- Challenge -
Can you write out the whole listing exactly?
::::
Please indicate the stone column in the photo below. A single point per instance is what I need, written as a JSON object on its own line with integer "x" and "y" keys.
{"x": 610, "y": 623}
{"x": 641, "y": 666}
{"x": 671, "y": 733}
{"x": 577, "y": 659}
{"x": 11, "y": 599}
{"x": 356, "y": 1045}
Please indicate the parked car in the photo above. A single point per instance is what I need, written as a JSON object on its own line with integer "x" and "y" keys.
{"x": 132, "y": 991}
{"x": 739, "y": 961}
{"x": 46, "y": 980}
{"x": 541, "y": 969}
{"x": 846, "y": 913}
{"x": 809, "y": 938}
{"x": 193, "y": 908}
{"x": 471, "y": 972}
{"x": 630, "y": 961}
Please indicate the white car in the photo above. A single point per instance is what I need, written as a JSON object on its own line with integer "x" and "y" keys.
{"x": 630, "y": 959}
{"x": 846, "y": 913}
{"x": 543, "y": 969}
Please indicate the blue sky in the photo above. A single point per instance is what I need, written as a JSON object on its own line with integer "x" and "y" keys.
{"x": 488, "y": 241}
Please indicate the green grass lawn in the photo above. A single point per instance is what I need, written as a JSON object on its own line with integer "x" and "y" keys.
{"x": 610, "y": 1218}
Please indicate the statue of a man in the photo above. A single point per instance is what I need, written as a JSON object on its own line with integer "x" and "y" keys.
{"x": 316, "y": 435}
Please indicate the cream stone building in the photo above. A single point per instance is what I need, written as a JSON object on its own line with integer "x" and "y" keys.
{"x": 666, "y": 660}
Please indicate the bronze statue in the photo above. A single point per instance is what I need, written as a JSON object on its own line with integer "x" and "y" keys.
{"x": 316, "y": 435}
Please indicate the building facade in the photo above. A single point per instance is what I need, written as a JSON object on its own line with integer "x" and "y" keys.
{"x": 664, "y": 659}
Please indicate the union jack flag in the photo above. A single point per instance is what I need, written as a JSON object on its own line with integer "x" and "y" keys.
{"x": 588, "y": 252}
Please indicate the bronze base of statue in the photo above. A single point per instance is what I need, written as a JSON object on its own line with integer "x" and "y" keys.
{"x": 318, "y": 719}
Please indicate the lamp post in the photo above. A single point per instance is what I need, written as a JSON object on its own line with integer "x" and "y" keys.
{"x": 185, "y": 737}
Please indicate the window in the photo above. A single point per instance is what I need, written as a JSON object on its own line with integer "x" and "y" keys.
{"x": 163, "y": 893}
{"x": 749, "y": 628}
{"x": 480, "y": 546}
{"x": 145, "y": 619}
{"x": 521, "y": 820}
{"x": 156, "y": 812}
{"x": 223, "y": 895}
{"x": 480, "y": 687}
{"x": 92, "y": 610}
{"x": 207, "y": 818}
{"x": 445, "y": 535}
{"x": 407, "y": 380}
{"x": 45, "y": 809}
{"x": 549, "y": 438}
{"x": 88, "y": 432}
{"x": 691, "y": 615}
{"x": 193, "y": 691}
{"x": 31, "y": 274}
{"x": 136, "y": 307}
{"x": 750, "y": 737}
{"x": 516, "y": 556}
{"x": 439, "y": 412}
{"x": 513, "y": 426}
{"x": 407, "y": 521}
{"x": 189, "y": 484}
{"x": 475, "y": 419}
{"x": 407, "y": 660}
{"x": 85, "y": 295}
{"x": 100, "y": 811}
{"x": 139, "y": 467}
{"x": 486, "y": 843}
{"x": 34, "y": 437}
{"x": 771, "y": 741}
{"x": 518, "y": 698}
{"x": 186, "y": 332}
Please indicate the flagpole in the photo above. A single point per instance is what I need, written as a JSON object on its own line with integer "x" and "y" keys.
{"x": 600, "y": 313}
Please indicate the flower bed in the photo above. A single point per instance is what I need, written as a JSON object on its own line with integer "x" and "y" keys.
::::
- Expected output -
Please indicate the stone column in the photo below. A single point per instance is what I need, written as a JSON object on its own line with integer "x" and "y" keys.
{"x": 610, "y": 623}
{"x": 641, "y": 666}
{"x": 671, "y": 733}
{"x": 577, "y": 659}
{"x": 11, "y": 599}
{"x": 356, "y": 1045}
Please indicate the parked car in the photo above. A single point per instance is what I need, written as a JSON object on its own line with integer "x" and "y" keys.
{"x": 132, "y": 991}
{"x": 739, "y": 961}
{"x": 46, "y": 980}
{"x": 541, "y": 969}
{"x": 846, "y": 913}
{"x": 809, "y": 938}
{"x": 193, "y": 908}
{"x": 471, "y": 972}
{"x": 630, "y": 961}
Please indicate the white car in the photo above. A single point per instance is what I need, written as a JSON object on its own line with integer "x" and "y" keys.
{"x": 630, "y": 959}
{"x": 846, "y": 913}
{"x": 543, "y": 969}
Please indicate the blue sky in the photo above. A single point per instance is what I need, written as a JSON object on its own line with integer "x" and "y" keys.
{"x": 488, "y": 241}
Please indicate the green grass lawn in the photo above. A single point per instance is what I need, written as a JSON object on its own line with integer "x" and "y" keys.
{"x": 610, "y": 1218}
Please indicate the statue of a man in the photo above. A single point per instance is what I need, written as a JSON object on its own line with integer "x" and "y" keys.
{"x": 316, "y": 435}
Please indicate the cream stone building in the photo above. A single point per instance is what I need, written as a JSON object on its own line with integer "x" and "y" keys.
{"x": 666, "y": 660}
Please indicate the bronze statue in the photo above. A single point per instance is what I need, written as a JSON object on its own line with integer "x" and "y" keys.
{"x": 316, "y": 435}
Please indicate the building facade in the photo above. A single point per instance is what I need, written as a JSON object on its own line with integer "x" and "y" keys.
{"x": 664, "y": 659}
Please indicate the union jack flag in the photo above. A single point per instance is what I need, written as a JSON object on its own line with integer "x" and "y" keys.
{"x": 588, "y": 252}
Please indicate the bronze base of statue in the photo above. A single point per instance is what I need, written as a JSON object on its own line with integer "x" and "y" keys.
{"x": 318, "y": 719}
Please indicate the lamp post in the photo above. A single point per instance is what I need, written as a JSON object on its own line with integer "x" and "y" keys.
{"x": 185, "y": 737}
Please indicate the window in the photo above. A single point per instance is what I need, written as a JSON object on its own line with integer "x" and "y" keys.
{"x": 163, "y": 893}
{"x": 749, "y": 628}
{"x": 480, "y": 546}
{"x": 145, "y": 619}
{"x": 521, "y": 820}
{"x": 156, "y": 812}
{"x": 223, "y": 895}
{"x": 480, "y": 687}
{"x": 92, "y": 610}
{"x": 207, "y": 818}
{"x": 445, "y": 535}
{"x": 407, "y": 380}
{"x": 45, "y": 809}
{"x": 549, "y": 438}
{"x": 88, "y": 432}
{"x": 691, "y": 615}
{"x": 193, "y": 691}
{"x": 31, "y": 274}
{"x": 136, "y": 307}
{"x": 750, "y": 737}
{"x": 516, "y": 556}
{"x": 439, "y": 412}
{"x": 513, "y": 426}
{"x": 407, "y": 521}
{"x": 189, "y": 484}
{"x": 475, "y": 419}
{"x": 407, "y": 660}
{"x": 85, "y": 295}
{"x": 100, "y": 811}
{"x": 139, "y": 467}
{"x": 486, "y": 843}
{"x": 34, "y": 437}
{"x": 771, "y": 741}
{"x": 518, "y": 698}
{"x": 186, "y": 332}
Please indicate the flagpole in the photo above. A single point per instance is what I need, written as a JSON object on its own line with integer "x" and "y" keys.
{"x": 600, "y": 313}
Please indicate the flower bed in the photo above. A single point per instance is what I need, written as a JSON object on its own line with integer "x" and "y" keys.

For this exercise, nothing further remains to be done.